- [What is expected]: Give the data again exactly as written, without any of its pictures.

Image-grounded pointing data

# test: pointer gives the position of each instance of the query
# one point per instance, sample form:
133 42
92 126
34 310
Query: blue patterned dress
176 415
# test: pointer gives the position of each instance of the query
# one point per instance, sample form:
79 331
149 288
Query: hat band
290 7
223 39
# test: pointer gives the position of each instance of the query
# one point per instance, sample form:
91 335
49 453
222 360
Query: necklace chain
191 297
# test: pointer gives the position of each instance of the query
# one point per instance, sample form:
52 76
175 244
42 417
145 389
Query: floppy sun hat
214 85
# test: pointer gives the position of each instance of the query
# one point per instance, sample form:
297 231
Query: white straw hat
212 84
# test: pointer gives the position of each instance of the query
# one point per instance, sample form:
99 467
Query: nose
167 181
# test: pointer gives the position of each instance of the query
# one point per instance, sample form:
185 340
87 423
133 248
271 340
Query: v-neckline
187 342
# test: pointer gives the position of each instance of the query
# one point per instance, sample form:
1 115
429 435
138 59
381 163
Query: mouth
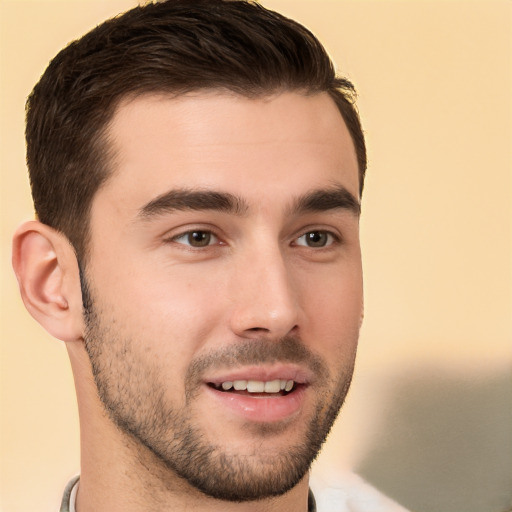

- [Exercise output]:
# test: pointer gives the position of each instance of the query
# one point per instance, sample form:
133 42
92 126
34 310
Query: blue patterned dress
176 415
# test: pointer gives the position of each instance of the query
# one point per instance, sample form:
79 331
149 288
Query: hat band
290 7
223 39
# test: pointer gives the position of each instance of the query
# one point per instance, sample form:
91 335
49 453
222 360
Query: necklace chain
191 297
# test: pointer gives the position of each instance of the query
# one point per instance, sample form:
52 76
175 244
42 417
145 389
Query: floppy sun hat
214 85
# test: pointer gives the position of each instance of the query
# one point per instance, sample form:
297 231
Query: white straw hat
212 84
# test: pointer gives the position of each instance of the query
# one point per instance, sample form:
99 467
Query: nose
167 181
# test: pointer gives the position of each instance of the query
# one point per instance, sample form:
185 340
87 423
133 248
271 340
Query: v-neckline
187 342
# test: pointer gives the position of each instance of the query
# one point per instance, sample form:
1 115
429 435
138 59
381 163
Query: mouth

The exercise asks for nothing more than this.